Text shown:
WASHINGTON -- Long-running budget talks between key members of Congress and top Bush administration officials hit another roadblock last night as negotiations stumbled over a dispute between Republicans and Democrats about which taxes to raise on the wealthiest Americans.
The latest obstacle in the tortuous budget discussions arose after both parties had agreed in principle to increase the income taxes levied on top earners. That consensus led participants and observers yesterday to predict agreement on a comprehensive deficit-reduction agreement within hours, five months after the first budget talks got under way.
But as the day progressed, talks became entangled in a disagreement over the kind of tax increase to be imposed on individuals with taxable annual incomes above $1 million. Lawmakers and administration officials planned to meet again today to try to find a way out of the impasse.
"I am disappointed that these important negotiations have reached an impasse," Senate Minority Leader Bob Dole, R-Kan., said in a statement. "The president has gone more than halfway. I regret the House Democrats indicate they are unable to do the same."
Lawmakers are attempting to craft a compromise between two very different versions of a $250 billion deficit reduction bill passed last week by the House and Senate. The legislation, which would increase a variety of taxes and trim expenditures on Medicare, agriculture and other benefit programs, is to serve as the centerpiece of a planned 5-year, $500 billion reduction in the deficit.
As a result, the legislation includes almost all the most controversial provisions. Much of the rest of the deficit cuts would come from reductions in defense spending and lower interest payments on the national debt.

Explore the material:
1 – From the text on the budget talks, reproduce the stretch from "But as the day" through "of the impasse." word for word.
2 – Proceed with the budget-talks text, picking up right after its final sentence.

Dataset content:
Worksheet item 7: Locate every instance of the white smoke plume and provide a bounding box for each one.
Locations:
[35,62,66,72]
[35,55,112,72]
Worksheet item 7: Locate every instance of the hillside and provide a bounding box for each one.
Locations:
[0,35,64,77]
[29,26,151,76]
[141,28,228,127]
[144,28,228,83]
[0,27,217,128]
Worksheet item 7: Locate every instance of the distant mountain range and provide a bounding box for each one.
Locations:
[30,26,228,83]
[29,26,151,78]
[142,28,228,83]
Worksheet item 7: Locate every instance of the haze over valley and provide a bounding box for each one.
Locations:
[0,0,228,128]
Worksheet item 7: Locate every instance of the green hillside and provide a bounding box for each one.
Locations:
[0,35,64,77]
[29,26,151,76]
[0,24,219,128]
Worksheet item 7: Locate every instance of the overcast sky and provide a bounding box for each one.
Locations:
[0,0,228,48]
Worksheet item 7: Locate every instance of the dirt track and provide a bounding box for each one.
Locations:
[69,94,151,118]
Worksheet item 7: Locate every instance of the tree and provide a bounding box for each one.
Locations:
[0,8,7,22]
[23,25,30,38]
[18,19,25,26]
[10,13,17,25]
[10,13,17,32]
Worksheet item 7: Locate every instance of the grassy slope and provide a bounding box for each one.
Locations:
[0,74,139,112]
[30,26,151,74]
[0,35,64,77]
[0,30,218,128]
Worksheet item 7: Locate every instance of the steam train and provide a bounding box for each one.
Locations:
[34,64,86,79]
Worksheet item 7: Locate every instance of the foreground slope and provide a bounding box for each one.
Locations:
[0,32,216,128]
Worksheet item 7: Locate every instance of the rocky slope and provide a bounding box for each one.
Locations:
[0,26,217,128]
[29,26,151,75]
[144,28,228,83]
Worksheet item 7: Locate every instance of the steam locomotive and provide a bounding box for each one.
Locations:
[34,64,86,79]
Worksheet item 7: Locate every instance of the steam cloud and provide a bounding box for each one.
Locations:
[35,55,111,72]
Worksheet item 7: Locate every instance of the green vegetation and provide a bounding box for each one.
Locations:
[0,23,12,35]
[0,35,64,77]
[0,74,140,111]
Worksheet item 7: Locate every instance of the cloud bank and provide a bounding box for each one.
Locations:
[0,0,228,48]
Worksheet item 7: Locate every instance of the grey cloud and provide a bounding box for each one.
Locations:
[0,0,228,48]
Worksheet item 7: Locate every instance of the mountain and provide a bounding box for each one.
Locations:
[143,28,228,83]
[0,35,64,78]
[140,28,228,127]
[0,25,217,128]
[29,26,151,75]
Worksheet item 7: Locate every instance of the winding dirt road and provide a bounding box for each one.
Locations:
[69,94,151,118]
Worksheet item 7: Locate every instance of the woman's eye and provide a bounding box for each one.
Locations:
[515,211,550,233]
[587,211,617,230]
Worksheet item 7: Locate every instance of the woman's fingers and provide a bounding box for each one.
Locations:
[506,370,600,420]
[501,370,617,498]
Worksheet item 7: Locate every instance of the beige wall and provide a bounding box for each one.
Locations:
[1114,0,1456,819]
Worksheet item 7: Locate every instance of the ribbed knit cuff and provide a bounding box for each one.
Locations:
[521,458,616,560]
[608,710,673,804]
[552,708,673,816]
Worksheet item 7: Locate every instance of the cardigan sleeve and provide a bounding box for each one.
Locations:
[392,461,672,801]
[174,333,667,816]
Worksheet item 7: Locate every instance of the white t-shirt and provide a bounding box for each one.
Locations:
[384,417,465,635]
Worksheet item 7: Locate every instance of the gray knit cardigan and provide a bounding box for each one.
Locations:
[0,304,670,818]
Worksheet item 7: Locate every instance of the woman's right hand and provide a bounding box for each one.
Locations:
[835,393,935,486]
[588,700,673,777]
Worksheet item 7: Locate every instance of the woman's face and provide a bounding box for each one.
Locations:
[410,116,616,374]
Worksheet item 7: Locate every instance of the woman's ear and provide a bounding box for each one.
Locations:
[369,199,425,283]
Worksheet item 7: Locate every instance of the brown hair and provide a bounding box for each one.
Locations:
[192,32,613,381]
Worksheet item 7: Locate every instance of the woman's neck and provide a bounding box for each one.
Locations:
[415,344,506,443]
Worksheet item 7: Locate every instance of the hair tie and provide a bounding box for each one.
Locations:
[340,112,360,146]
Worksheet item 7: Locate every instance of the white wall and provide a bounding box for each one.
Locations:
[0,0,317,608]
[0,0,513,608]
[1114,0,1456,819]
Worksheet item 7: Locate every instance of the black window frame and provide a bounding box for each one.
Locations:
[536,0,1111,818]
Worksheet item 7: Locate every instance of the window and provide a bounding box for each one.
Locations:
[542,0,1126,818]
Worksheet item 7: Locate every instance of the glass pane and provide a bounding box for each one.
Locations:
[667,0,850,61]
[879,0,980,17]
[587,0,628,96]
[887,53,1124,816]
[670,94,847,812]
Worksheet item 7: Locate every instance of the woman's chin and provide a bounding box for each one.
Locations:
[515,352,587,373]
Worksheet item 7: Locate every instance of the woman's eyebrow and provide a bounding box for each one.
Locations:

Set of answers:
1 –
But as the day progressed, talks became entangled in a disagreement over the kind of tax increase to be imposed on individuals with taxable annual incomes above $1 million. Lawmakers and administration officials planned to meet again today to try to find a way out of the impasse.

2 –
Mr. Dole's comments were echoed by White House Chief of Staff John H. Sununu, who, along with Treasury Secretary Nicholas F. Brady and Budget Director Richard G. Darman, conferred with senior Republicans yesterday.
Bursting out of Mr. Dole's office, a conspicuously agitated Mr. Sununu exclaimed, "There's no deal. . . . The Democrats are negotiating with themselves."
Despite these exclamations, Senate Majority Leader George J. Mitchell, D-Maine, and House Majority Leader Richard A. Gephardt, D-Mo., planned to meet late last night with Mr. Dole.
Some Democrats wondered whether the Republican outbursts were part of a coordinated effort to put public pressure on Democrats to accept the latest GOP budget offer, noting tartly that Mr. Sununu had stormed out of a meeting of Republicans.
"Talks have blown up? What does 'blown up' mean?" asked one Democratic staff aide. "I'm still here, and we're all going to be working past our bedtimes tonight. So what's changed?"
Indeed, it seemed improbable that the talks could break down at this stage, with the two sides so close to agreement.
On Saturday, Republicans offered to raise the top income tax rate from 28 percent to 31 percent, a significant reversal from the Bush administration's repeated opposition to any change in income tax rates.
Democrats, who had crafted the deficit-reduction bill passed last week by the House, had demanded a top rate of 33 percent. They, in turn, responded by accepting the 31 percent top rate, coupling it with a 7.5 percent surtax on taxable incomes in excess of $1 million, as compared to the 10 percent surtax called for in the House bill.
In another significant concession, Democrats said they would limit deductions paid by individuals with taxable incomes exceeding $1 million.
Such limits would especially affect individuals in high-tax states, such as California and New York, since state and local taxes can be deducted for federal income tax purposes and, therefore, any limit in federal deductions effectively increases the costs of the state and local levies. Those high-tax states have large congressional delegations, mostly Democrats, who might vote against the overall budget agreement if it includes proposals that individual lawmakers believe might adversely affect their states.
Democratic leaders, attempting to cobble together a tenuous coalition in support of the final agreement, are thus wary of provisions that might alienate substantial numbers of House members.
"We have to have a package that can pass on the House floor," said Mr. Gephardt. "Absent a majority of Republicans, it is going to have to be passed with a preponderance of Democratic votes."
Republicans, in turn, rejected the surtax, proposing instead to tighten deduction limits on millionaires.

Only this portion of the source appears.